##### Task data #####

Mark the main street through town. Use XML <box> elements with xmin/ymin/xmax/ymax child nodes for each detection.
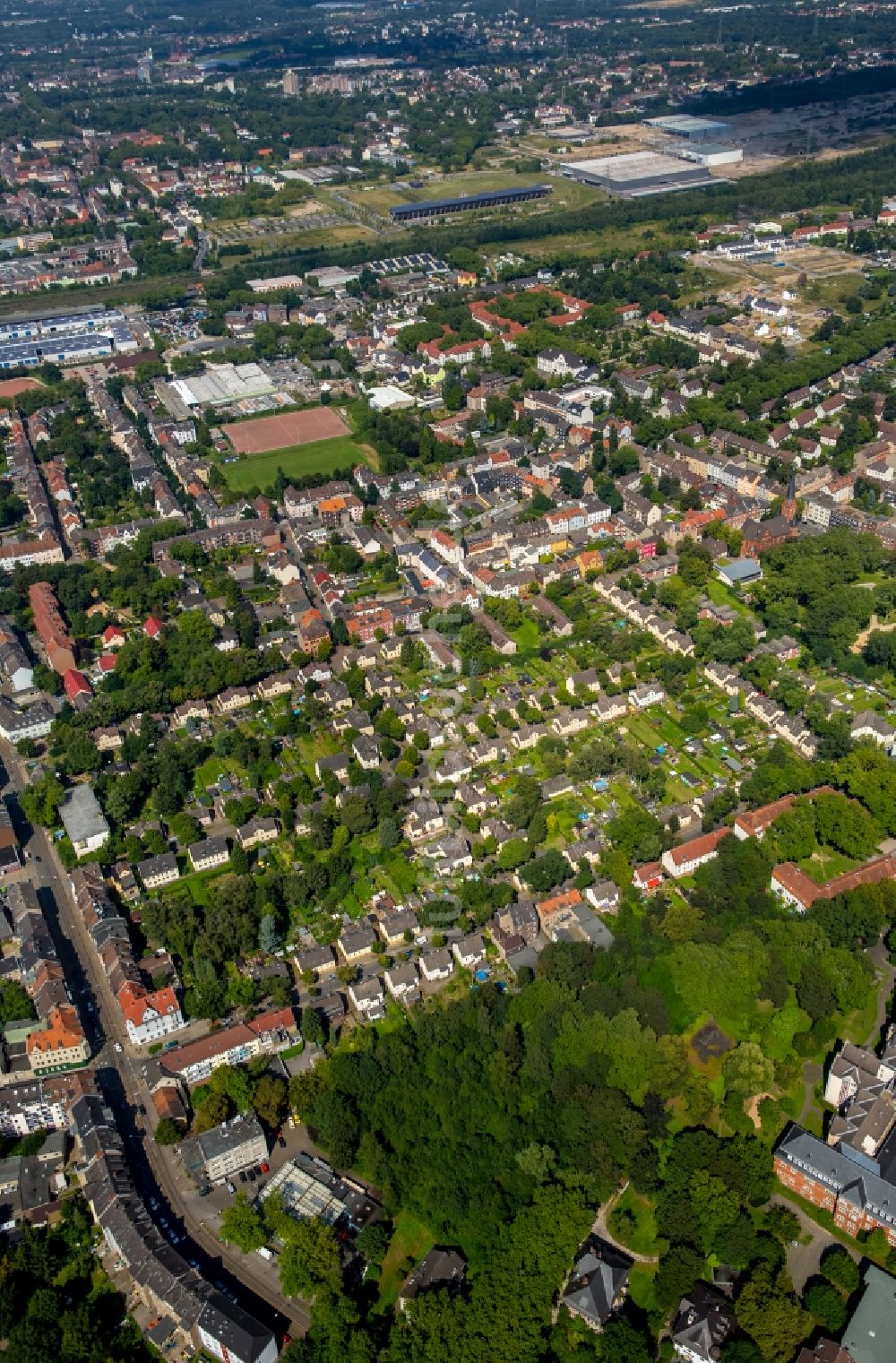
<box><xmin>0</xmin><ymin>741</ymin><xmax>310</xmax><ymax>1339</ymax></box>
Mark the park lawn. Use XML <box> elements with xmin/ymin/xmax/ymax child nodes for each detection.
<box><xmin>762</xmin><ymin>991</ymin><xmax>812</xmax><ymax>1060</ymax></box>
<box><xmin>341</xmin><ymin>170</ymin><xmax>566</xmax><ymax>217</ymax></box>
<box><xmin>376</xmin><ymin>1211</ymin><xmax>435</xmax><ymax>1311</ymax></box>
<box><xmin>629</xmin><ymin>1264</ymin><xmax>659</xmax><ymax>1313</ymax></box>
<box><xmin>176</xmin><ymin>866</ymin><xmax>232</xmax><ymax>908</ymax></box>
<box><xmin>703</xmin><ymin>578</ymin><xmax>750</xmax><ymax>619</ymax></box>
<box><xmin>840</xmin><ymin>981</ymin><xmax>881</xmax><ymax>1046</ymax></box>
<box><xmin>510</xmin><ymin>620</ymin><xmax>541</xmax><ymax>651</ymax></box>
<box><xmin>221</xmin><ymin>435</ymin><xmax>374</xmax><ymax>492</ymax></box>
<box><xmin>193</xmin><ymin>756</ymin><xmax>246</xmax><ymax>795</ymax></box>
<box><xmin>797</xmin><ymin>848</ymin><xmax>862</xmax><ymax>884</ymax></box>
<box><xmin>609</xmin><ymin>1185</ymin><xmax>668</xmax><ymax>1254</ymax></box>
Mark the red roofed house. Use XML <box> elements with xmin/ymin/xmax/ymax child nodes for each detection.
<box><xmin>63</xmin><ymin>668</ymin><xmax>93</xmax><ymax>701</ymax></box>
<box><xmin>632</xmin><ymin>861</ymin><xmax>666</xmax><ymax>894</ymax></box>
<box><xmin>117</xmin><ymin>980</ymin><xmax>185</xmax><ymax>1046</ymax></box>
<box><xmin>771</xmin><ymin>856</ymin><xmax>896</xmax><ymax>912</ymax></box>
<box><xmin>734</xmin><ymin>785</ymin><xmax>836</xmax><ymax>842</ymax></box>
<box><xmin>101</xmin><ymin>625</ymin><xmax>127</xmax><ymax>649</ymax></box>
<box><xmin>536</xmin><ymin>889</ymin><xmax>582</xmax><ymax>940</ymax></box>
<box><xmin>791</xmin><ymin>226</ymin><xmax>821</xmax><ymax>243</ymax></box>
<box><xmin>663</xmin><ymin>829</ymin><xmax>731</xmax><ymax>881</ymax></box>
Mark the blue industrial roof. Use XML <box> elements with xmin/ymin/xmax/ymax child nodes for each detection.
<box><xmin>719</xmin><ymin>559</ymin><xmax>762</xmax><ymax>582</ymax></box>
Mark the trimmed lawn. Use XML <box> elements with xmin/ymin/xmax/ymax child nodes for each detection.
<box><xmin>193</xmin><ymin>756</ymin><xmax>246</xmax><ymax>795</ymax></box>
<box><xmin>221</xmin><ymin>435</ymin><xmax>373</xmax><ymax>492</ymax></box>
<box><xmin>376</xmin><ymin>1212</ymin><xmax>435</xmax><ymax>1311</ymax></box>
<box><xmin>176</xmin><ymin>866</ymin><xmax>233</xmax><ymax>908</ymax></box>
<box><xmin>629</xmin><ymin>1264</ymin><xmax>658</xmax><ymax>1311</ymax></box>
<box><xmin>510</xmin><ymin>620</ymin><xmax>541</xmax><ymax>651</ymax></box>
<box><xmin>609</xmin><ymin>1185</ymin><xmax>667</xmax><ymax>1254</ymax></box>
<box><xmin>799</xmin><ymin>848</ymin><xmax>860</xmax><ymax>884</ymax></box>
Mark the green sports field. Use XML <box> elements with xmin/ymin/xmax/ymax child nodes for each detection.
<box><xmin>222</xmin><ymin>435</ymin><xmax>373</xmax><ymax>492</ymax></box>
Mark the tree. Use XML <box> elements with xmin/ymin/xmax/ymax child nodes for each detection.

#####

## Given problem
Please count the lines above that contain the word "lawn", treating uppercase and lowercase as different, and reply with only the number.

## Answer
2